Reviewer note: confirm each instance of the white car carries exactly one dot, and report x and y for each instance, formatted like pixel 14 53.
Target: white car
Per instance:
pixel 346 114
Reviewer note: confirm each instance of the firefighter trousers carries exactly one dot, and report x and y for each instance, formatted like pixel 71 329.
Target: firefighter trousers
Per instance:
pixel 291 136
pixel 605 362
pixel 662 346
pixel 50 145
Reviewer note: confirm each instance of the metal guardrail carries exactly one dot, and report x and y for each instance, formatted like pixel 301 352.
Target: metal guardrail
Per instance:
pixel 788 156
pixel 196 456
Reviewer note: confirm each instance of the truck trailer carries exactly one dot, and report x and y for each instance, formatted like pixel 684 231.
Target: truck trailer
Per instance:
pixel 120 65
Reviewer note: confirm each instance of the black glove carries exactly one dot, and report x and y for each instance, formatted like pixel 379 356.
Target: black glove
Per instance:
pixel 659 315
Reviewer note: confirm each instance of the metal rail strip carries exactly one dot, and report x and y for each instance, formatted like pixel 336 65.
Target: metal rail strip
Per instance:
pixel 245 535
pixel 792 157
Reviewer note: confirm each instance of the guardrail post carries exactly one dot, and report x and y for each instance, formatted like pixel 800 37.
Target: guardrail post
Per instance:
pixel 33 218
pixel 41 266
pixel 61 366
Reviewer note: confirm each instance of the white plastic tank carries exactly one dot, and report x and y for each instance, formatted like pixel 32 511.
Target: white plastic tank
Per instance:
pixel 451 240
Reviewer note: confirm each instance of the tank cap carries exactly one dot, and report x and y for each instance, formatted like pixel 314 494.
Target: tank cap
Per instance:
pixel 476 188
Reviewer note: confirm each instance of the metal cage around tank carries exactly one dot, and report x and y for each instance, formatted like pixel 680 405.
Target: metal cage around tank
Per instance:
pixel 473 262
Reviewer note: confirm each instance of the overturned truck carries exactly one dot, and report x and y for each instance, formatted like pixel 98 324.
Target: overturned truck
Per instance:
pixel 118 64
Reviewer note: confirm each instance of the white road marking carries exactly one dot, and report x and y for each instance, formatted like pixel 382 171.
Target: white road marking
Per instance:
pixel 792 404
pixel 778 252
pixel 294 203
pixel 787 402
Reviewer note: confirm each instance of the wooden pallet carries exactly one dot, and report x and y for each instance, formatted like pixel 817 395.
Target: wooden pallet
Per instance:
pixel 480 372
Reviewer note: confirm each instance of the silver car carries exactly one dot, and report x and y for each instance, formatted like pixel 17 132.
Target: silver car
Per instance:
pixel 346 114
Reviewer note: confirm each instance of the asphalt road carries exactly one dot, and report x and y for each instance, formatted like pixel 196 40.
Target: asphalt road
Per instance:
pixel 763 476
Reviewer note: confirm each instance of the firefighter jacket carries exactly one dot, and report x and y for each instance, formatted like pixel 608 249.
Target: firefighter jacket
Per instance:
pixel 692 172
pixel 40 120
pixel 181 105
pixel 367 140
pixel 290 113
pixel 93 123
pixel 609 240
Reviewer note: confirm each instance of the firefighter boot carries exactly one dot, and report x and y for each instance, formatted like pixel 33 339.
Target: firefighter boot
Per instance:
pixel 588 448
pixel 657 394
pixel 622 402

Written exercise:
Lay out the items in the stretch from the line containing "Reviewer note: confirm each instance of the tank" through the line containing "pixel 476 188" as a two-column CSV with the header item_text,answer and one row per item. Put each item's text and its answer in a single quoted field each, with line breaks replaced by spaces.

Finished exercise:
item_text,answer
"Reviewer note: confirm each instance of the tank cap carries exactly one dot, and report x and y for each instance, formatted like pixel 314 494. Target: tank cap Per instance:","pixel 476 188"